— Begin Records for this task —

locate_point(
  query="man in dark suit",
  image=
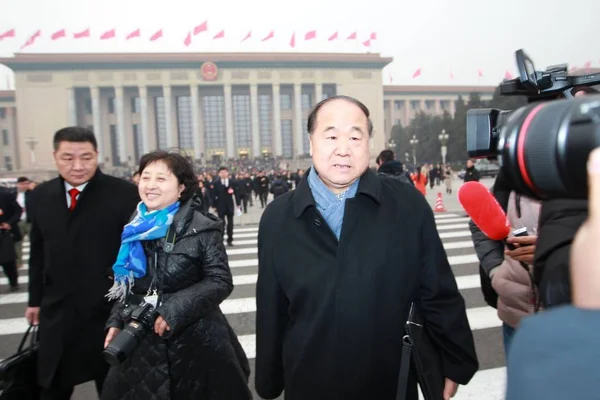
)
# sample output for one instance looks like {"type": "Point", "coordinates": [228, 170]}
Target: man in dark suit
{"type": "Point", "coordinates": [224, 192]}
{"type": "Point", "coordinates": [77, 220]}
{"type": "Point", "coordinates": [10, 213]}
{"type": "Point", "coordinates": [22, 197]}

— End Records for this task —

> **Required work**
Reproduce the lines above, swapping "dark suit" for "black suit" at every occurrence and leaving everything else unchanged. Omit the picture from your answer.

> **Result for this task**
locate_point(
  query="man in black suit",
  image=
)
# sample output for one instance looks like {"type": "Point", "coordinates": [228, 170]}
Target: man in black suit
{"type": "Point", "coordinates": [224, 192]}
{"type": "Point", "coordinates": [77, 220]}
{"type": "Point", "coordinates": [10, 213]}
{"type": "Point", "coordinates": [22, 197]}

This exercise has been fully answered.